WHAT YOU ARE ASKED TO DO
Quote the war museum text word for word, giving the stretch from "The museum shares" through "and 20th century.".
Start of PROVIDED PASSAGE
The finished museum was opened on 16 February 1936. Museum displays historical artefacts pertaining to Lithuania and Kaunas from prehistoric times to the present day, including a large collection of historical weapons. There are expositions dedicated to the military skills of the Grand Duchy of Lithuania, Vytautas the Great Chapel, collections of weapons, firearms, ammunition, army uniforms of various states, defense of the Kaunas Fortress in 1915, and others. The airplane Lituanica, on which Steponas Darius and Stasys Girėnas flew across the Atlantic Ocean in 1933, is on display and remains a popular exhibition.

In the great hall of the museum there are copies of 17th century cannons. There is also a comprehensive collection of 18th century pistols.

Statues of Lithuanian national renaissance figures, and the Tomb of the Unknown Soldier and eternal flame, are located in the square in front of the museum. During the time of the First Lithuanian Republic (1918–1940), when Kaunas was the temporary capital of Lithuania, national holidays were celebrated in the square. The plaque commemorating book smugglers and distributors Knygnešių sienelė is also situated alongside.

The 35-bell Kaunas Carillon (range from as1 to as4) in the tower of the Vytautas the Great War Museum was completed in Belgium in 1935. Bell music from the tower was first played in 1937. Regular carillon concerts began in 1956. The first carillonists of the Kaunas Carillon were Lithuanian composers Viktoras Kuprevičius and his son Giedrius Kuprevičius. The carillon was restored by the Royal Eijsbouts bell foundry in Asten, Netherlands, in 2005–2006. After the restoration, the carillon has 49 bells and a new keyboard. Every day at midday, the Lithuanian war time song Oi, neverk motušėle (Don't Cry, Mother) is played.

The crypt to Those Perished for the Freedom of Lithuania was constructed in 1938. The crypt was vandalized and destroyed during the time of Soviet occupation. After the restoration the crypt inside covered with black marble was opened again in 1998.

The 90th anniversary of the museum in 2011 was marked by the opening of two new galleries: Warfare in Pre-Historic Times and History of Warfare of the Lithuanian Grand Duchy of the 13th–17th centuries.

The museum shares its building with the M. K. Čiurlionis National Art Museum and is located in Vienybė Square. The museum and its surroundings are depicted on the 20 litas banknote.

The museum garden has more than ten statues of Lithuanian military chiefs and cultural characters who influenced Lithuania in 19th and 20th century.

In 2015, the building was one of 44 objects in Kaunas to receive the European Heritage Label.
End of PROVIDED PASSAGE
Start of DATA UNDER STUDY
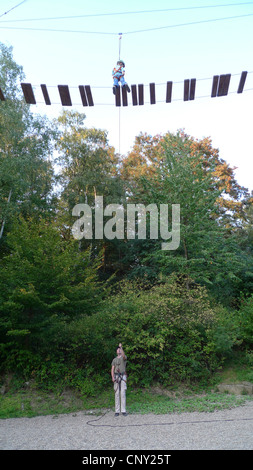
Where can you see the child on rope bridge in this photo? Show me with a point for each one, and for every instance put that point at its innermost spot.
(118, 76)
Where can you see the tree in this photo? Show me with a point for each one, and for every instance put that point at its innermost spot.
(26, 173)
(46, 283)
(178, 170)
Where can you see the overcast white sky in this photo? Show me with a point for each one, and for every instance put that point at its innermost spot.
(173, 53)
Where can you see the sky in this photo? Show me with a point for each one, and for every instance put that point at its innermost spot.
(82, 50)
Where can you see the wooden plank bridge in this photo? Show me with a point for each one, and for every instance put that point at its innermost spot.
(220, 87)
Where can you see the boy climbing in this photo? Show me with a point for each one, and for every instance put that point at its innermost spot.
(118, 76)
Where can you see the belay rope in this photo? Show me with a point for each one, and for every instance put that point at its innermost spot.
(120, 37)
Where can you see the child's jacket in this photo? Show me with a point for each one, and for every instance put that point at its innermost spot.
(118, 71)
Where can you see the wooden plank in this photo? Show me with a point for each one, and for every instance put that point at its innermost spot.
(89, 95)
(186, 90)
(45, 94)
(117, 97)
(215, 86)
(134, 95)
(169, 92)
(124, 96)
(28, 93)
(224, 85)
(64, 95)
(83, 95)
(242, 82)
(2, 98)
(192, 89)
(152, 93)
(141, 94)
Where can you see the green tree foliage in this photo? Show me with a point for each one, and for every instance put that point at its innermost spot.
(26, 173)
(45, 284)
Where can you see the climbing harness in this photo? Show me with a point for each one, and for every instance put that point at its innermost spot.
(120, 37)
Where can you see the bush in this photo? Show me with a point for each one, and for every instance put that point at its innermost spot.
(167, 331)
(246, 321)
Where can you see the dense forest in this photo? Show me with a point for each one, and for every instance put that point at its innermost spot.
(66, 303)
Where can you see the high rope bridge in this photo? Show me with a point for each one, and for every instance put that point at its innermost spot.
(220, 87)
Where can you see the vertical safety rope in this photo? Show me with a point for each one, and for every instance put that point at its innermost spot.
(120, 37)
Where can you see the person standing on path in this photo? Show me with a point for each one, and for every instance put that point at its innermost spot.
(119, 378)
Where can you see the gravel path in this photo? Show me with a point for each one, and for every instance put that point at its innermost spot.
(221, 430)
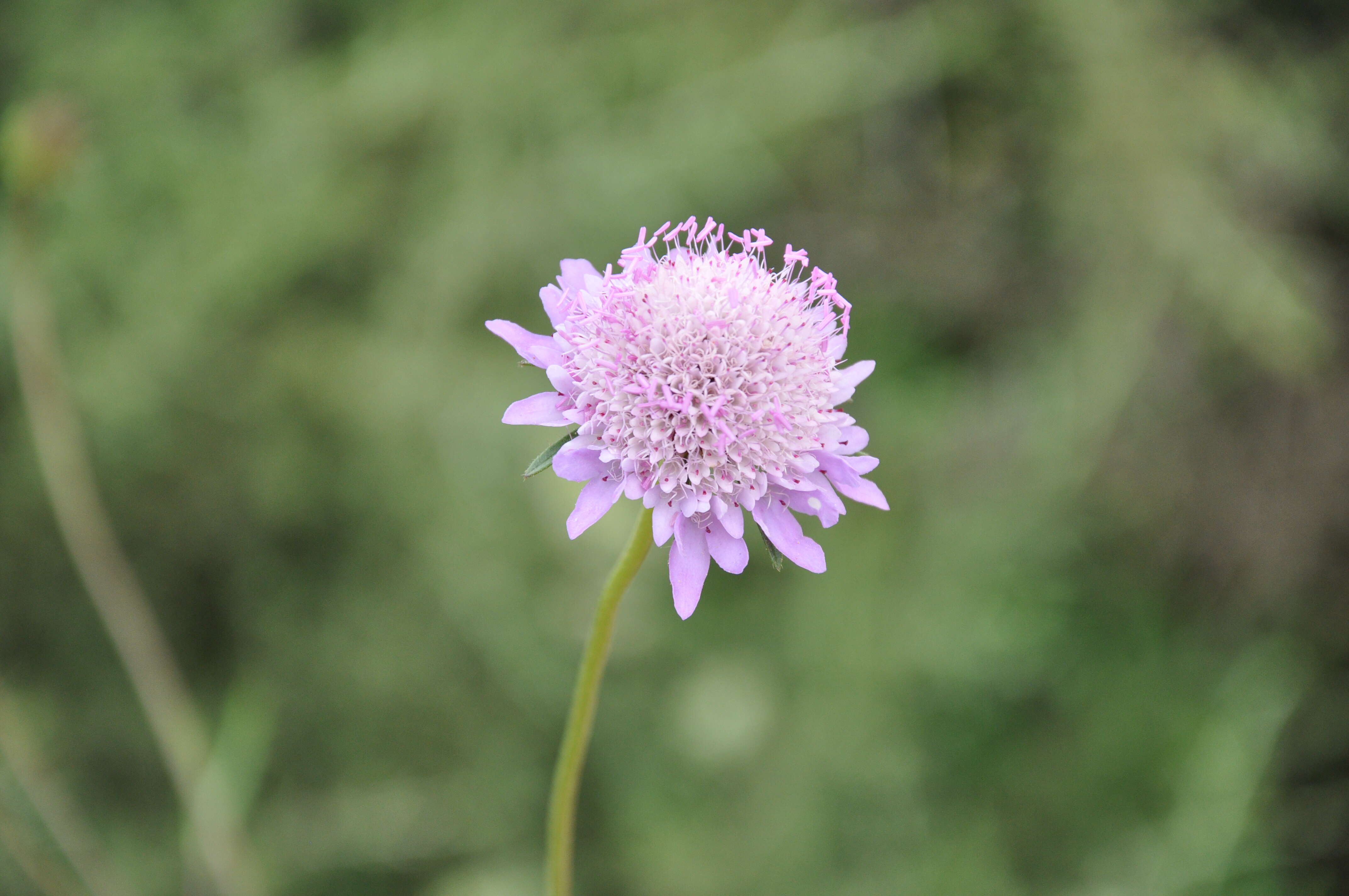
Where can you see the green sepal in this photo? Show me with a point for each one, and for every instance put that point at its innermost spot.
(774, 554)
(546, 459)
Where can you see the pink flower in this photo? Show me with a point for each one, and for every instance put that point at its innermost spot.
(705, 385)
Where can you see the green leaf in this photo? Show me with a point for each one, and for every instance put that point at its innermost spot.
(546, 459)
(774, 554)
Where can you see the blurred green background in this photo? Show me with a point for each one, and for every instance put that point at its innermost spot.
(1100, 250)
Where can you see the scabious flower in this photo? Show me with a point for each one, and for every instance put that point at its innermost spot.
(702, 384)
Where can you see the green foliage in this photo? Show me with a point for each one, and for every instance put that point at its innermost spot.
(1094, 246)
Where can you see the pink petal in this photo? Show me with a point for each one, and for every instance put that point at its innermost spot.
(579, 462)
(575, 270)
(865, 492)
(729, 551)
(853, 439)
(537, 350)
(594, 502)
(784, 531)
(734, 521)
(536, 411)
(864, 465)
(663, 520)
(552, 300)
(849, 378)
(817, 504)
(856, 374)
(848, 482)
(689, 566)
(562, 381)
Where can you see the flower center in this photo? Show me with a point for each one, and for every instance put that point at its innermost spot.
(703, 372)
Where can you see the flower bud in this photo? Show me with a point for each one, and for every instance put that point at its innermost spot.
(38, 143)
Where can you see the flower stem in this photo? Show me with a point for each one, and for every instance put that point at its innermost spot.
(571, 759)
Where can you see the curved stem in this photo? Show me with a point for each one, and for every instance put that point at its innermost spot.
(571, 759)
(53, 802)
(113, 585)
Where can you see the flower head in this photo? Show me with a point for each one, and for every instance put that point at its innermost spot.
(702, 384)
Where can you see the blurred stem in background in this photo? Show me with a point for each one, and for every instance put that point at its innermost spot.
(38, 143)
(53, 804)
(46, 875)
(571, 759)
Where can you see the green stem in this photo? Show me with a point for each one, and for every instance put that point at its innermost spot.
(571, 759)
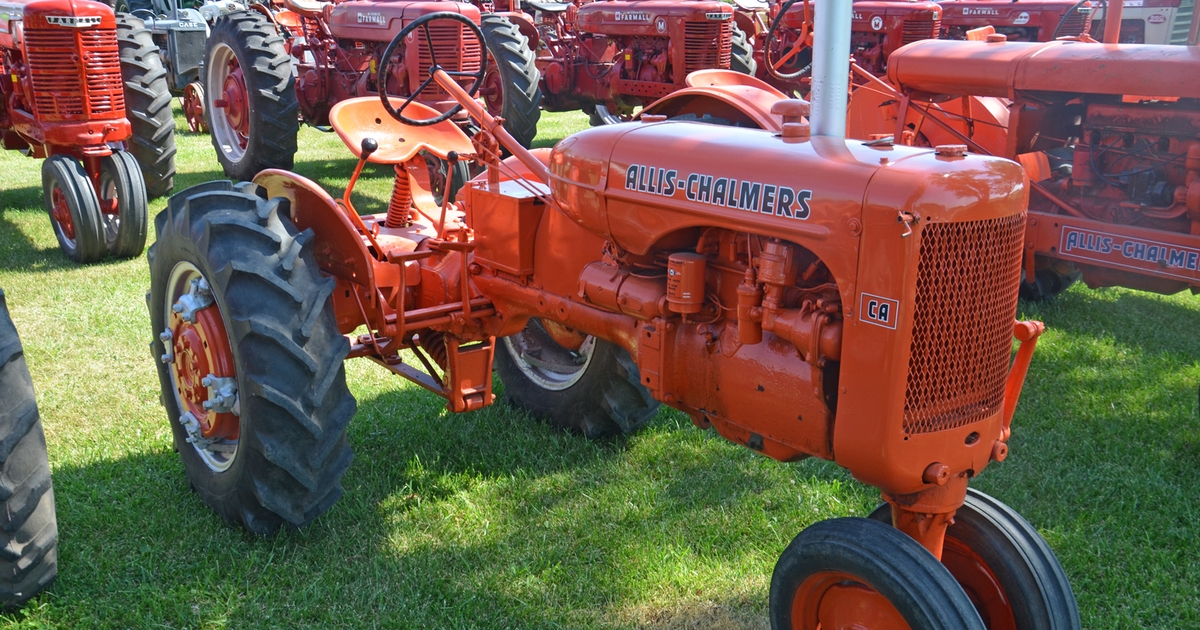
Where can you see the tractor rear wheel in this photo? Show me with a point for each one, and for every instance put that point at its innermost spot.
(742, 60)
(73, 209)
(511, 85)
(856, 573)
(123, 204)
(147, 106)
(251, 100)
(1007, 570)
(29, 531)
(251, 358)
(592, 388)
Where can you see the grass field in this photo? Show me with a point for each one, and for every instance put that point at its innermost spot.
(491, 520)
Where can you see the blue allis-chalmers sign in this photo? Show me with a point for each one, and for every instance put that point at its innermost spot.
(1128, 252)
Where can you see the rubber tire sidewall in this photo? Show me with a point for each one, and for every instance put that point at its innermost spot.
(81, 195)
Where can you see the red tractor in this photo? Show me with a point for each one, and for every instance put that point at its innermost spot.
(267, 69)
(1020, 21)
(72, 73)
(610, 57)
(784, 47)
(815, 297)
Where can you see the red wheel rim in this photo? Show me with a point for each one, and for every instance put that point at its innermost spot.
(833, 600)
(979, 583)
(61, 213)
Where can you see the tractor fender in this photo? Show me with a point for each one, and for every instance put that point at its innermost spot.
(525, 25)
(337, 246)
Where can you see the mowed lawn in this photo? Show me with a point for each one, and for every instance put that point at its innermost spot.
(492, 520)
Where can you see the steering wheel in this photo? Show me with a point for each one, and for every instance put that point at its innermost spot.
(802, 42)
(385, 66)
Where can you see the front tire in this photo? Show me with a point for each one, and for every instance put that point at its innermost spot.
(513, 79)
(123, 198)
(249, 72)
(1007, 570)
(846, 571)
(73, 209)
(259, 421)
(29, 531)
(593, 389)
(147, 106)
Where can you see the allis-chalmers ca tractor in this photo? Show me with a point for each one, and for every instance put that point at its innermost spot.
(265, 66)
(1110, 136)
(816, 297)
(784, 36)
(610, 57)
(72, 72)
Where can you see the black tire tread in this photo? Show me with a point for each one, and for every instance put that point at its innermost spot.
(270, 88)
(147, 106)
(522, 82)
(921, 588)
(29, 529)
(292, 383)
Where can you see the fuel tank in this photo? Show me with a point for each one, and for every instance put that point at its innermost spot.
(648, 18)
(1003, 69)
(379, 22)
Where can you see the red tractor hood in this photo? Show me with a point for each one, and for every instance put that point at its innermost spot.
(369, 21)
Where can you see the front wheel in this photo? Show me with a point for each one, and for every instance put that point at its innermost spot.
(1007, 570)
(573, 381)
(250, 358)
(857, 573)
(250, 95)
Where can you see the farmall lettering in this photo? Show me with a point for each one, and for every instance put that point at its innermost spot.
(724, 192)
(1131, 252)
(879, 310)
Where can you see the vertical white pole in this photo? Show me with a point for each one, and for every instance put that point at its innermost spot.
(831, 66)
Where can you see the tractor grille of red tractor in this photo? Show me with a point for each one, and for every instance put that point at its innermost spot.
(707, 45)
(456, 49)
(1077, 23)
(916, 30)
(963, 322)
(76, 72)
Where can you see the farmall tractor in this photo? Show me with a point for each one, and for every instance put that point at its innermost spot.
(783, 36)
(1108, 133)
(268, 67)
(79, 85)
(610, 57)
(816, 297)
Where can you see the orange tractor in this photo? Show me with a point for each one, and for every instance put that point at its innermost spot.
(816, 297)
(87, 91)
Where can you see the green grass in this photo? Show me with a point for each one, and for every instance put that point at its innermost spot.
(491, 520)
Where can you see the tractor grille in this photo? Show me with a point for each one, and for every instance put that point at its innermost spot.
(707, 45)
(1075, 24)
(456, 51)
(963, 323)
(916, 30)
(77, 73)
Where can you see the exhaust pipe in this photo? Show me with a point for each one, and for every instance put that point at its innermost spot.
(831, 66)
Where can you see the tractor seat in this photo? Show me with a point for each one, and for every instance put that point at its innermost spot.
(549, 7)
(365, 118)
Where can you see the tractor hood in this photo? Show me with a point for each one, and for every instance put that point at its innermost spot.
(379, 22)
(648, 17)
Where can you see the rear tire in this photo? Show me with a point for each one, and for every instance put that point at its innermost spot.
(69, 192)
(267, 137)
(861, 552)
(285, 462)
(147, 106)
(513, 67)
(29, 531)
(1014, 557)
(594, 390)
(742, 60)
(120, 179)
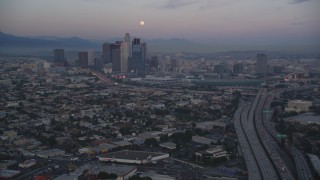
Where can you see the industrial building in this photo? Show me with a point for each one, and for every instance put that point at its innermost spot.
(133, 157)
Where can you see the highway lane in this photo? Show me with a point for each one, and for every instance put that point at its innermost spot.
(267, 169)
(301, 165)
(252, 166)
(268, 142)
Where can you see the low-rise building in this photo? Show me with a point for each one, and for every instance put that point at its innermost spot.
(212, 153)
(50, 153)
(28, 163)
(299, 105)
(133, 157)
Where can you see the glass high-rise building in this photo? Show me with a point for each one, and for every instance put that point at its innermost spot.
(58, 57)
(106, 53)
(83, 59)
(139, 56)
(262, 64)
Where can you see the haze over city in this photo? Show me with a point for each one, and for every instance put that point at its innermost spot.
(229, 23)
(159, 89)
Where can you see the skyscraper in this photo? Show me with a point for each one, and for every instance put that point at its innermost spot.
(238, 68)
(127, 39)
(116, 56)
(106, 53)
(91, 57)
(139, 55)
(125, 53)
(262, 64)
(58, 57)
(83, 59)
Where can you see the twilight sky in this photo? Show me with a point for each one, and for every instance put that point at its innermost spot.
(223, 21)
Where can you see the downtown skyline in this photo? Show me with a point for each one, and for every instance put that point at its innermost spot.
(228, 22)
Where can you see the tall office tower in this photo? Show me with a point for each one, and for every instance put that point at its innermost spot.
(127, 39)
(58, 57)
(139, 55)
(220, 68)
(161, 63)
(91, 57)
(125, 53)
(154, 62)
(106, 53)
(116, 56)
(238, 68)
(262, 64)
(83, 59)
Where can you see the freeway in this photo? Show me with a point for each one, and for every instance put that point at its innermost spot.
(267, 169)
(268, 141)
(301, 165)
(250, 160)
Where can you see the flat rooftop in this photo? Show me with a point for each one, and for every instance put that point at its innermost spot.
(132, 155)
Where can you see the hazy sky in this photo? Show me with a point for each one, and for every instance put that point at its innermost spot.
(247, 21)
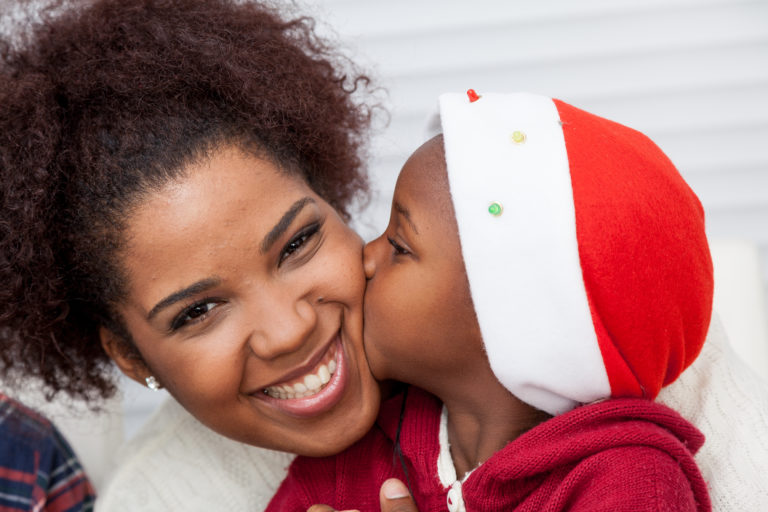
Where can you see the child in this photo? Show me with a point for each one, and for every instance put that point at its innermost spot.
(588, 277)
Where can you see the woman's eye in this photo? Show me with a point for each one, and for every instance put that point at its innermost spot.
(398, 249)
(194, 313)
(299, 240)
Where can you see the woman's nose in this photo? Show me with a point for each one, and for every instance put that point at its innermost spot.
(283, 326)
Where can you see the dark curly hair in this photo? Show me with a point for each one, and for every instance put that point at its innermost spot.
(101, 102)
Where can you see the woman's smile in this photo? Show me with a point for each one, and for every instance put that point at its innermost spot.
(307, 393)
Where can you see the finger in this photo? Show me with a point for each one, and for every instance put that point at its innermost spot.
(394, 497)
(326, 508)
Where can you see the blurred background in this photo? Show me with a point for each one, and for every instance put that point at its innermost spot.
(691, 74)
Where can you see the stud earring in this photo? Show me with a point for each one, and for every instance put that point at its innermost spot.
(152, 383)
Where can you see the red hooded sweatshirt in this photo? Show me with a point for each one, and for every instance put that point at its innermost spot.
(616, 455)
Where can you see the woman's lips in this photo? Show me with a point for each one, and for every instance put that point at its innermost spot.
(316, 391)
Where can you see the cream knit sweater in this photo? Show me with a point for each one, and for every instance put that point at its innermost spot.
(175, 463)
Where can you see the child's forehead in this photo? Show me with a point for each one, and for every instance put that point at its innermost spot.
(423, 182)
(425, 171)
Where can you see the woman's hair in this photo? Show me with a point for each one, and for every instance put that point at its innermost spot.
(105, 101)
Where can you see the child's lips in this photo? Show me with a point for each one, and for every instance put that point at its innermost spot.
(314, 391)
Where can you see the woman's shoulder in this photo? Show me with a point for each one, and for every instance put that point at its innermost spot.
(176, 463)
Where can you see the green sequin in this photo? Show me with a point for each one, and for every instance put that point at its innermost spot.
(495, 209)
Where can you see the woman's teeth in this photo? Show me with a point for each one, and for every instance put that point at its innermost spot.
(311, 384)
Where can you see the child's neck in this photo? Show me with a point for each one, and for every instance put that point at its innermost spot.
(482, 419)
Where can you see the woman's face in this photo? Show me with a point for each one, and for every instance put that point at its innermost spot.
(244, 299)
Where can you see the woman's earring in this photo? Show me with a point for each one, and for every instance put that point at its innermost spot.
(152, 383)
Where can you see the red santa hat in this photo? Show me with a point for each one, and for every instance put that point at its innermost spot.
(585, 250)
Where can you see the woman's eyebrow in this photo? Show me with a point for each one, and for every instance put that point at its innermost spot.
(283, 223)
(187, 292)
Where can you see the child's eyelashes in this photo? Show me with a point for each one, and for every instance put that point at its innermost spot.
(399, 250)
(297, 242)
(195, 313)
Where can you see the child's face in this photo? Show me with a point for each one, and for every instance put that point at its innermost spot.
(420, 325)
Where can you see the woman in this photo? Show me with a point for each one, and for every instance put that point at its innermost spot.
(175, 177)
(176, 180)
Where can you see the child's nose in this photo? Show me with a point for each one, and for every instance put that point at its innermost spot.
(369, 261)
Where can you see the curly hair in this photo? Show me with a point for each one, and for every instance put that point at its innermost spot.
(101, 102)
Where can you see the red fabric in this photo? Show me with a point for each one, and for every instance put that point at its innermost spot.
(643, 251)
(618, 455)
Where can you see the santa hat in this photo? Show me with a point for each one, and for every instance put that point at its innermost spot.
(585, 250)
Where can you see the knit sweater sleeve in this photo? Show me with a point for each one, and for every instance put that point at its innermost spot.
(638, 479)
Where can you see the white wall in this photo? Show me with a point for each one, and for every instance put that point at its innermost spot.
(691, 74)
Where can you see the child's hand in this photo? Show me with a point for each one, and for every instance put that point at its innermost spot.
(394, 497)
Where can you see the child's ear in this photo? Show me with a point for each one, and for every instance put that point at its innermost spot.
(126, 357)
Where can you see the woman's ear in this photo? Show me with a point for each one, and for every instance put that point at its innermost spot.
(127, 359)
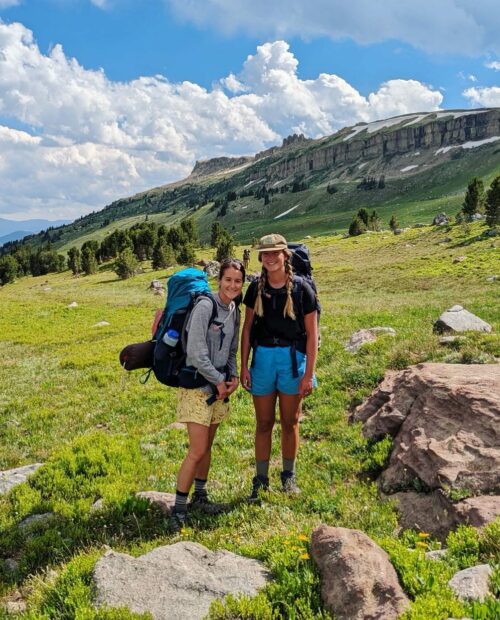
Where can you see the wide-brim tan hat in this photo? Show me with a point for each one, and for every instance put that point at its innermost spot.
(272, 243)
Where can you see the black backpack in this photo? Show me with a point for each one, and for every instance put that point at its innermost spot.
(301, 265)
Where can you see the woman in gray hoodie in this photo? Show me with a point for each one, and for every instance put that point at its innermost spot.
(211, 349)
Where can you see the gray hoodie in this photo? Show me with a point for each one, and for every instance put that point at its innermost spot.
(204, 349)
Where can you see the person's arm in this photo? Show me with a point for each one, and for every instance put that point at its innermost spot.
(311, 325)
(197, 349)
(246, 380)
(233, 381)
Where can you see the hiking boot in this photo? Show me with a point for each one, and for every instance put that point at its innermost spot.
(177, 521)
(200, 501)
(289, 483)
(259, 483)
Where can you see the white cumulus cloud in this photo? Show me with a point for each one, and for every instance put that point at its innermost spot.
(88, 140)
(456, 26)
(488, 97)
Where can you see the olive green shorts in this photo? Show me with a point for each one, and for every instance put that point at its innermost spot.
(192, 407)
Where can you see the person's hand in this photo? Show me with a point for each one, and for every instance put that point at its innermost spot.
(246, 379)
(221, 391)
(232, 385)
(305, 386)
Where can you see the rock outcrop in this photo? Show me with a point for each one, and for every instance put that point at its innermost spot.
(397, 136)
(358, 582)
(458, 319)
(218, 164)
(9, 478)
(445, 421)
(175, 582)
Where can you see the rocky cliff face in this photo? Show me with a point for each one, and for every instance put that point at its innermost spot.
(396, 136)
(210, 166)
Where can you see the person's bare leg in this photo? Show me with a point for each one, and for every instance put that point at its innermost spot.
(204, 465)
(289, 417)
(198, 447)
(265, 415)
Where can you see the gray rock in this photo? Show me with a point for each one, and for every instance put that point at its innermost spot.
(358, 581)
(458, 319)
(164, 501)
(175, 582)
(437, 554)
(363, 336)
(446, 340)
(11, 477)
(11, 564)
(440, 220)
(471, 583)
(43, 518)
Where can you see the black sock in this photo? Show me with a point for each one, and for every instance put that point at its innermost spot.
(181, 501)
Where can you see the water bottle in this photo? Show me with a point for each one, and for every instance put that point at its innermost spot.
(171, 338)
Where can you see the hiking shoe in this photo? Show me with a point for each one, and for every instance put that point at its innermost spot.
(289, 483)
(259, 483)
(177, 521)
(200, 501)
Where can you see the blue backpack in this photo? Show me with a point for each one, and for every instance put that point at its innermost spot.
(165, 354)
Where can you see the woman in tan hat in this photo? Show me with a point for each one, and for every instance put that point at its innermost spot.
(281, 328)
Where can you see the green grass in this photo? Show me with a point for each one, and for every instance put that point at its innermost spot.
(102, 435)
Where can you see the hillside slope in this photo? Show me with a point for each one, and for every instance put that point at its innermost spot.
(413, 166)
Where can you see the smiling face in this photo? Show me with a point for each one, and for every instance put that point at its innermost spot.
(230, 284)
(274, 262)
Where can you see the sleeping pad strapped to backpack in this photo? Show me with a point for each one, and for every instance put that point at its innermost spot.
(168, 360)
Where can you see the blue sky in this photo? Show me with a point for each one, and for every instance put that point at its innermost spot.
(100, 99)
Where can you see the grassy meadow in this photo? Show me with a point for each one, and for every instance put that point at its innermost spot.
(66, 402)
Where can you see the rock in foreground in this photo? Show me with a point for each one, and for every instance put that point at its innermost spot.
(358, 582)
(458, 319)
(445, 421)
(175, 582)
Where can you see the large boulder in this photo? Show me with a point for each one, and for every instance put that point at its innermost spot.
(358, 582)
(445, 421)
(458, 319)
(10, 478)
(175, 582)
(472, 583)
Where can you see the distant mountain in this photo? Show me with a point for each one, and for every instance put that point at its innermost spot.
(412, 166)
(26, 227)
(15, 236)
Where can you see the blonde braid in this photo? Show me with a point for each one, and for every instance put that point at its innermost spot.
(259, 306)
(289, 310)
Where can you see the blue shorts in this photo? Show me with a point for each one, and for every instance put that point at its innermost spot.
(271, 371)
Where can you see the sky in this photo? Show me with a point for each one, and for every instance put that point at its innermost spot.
End of DATA UNDER STUDY
YOUR RESPONSE
The museum shares its building with the M. K. Čiurlionis National Art Museum and is located in Vienybė Square. The museum and its surroundings are depicted on the 20 litas banknote.

The museum garden has more than ten statues of Lithuanian military chiefs and cultural characters who influenced Lithuania in 19th and 20th century.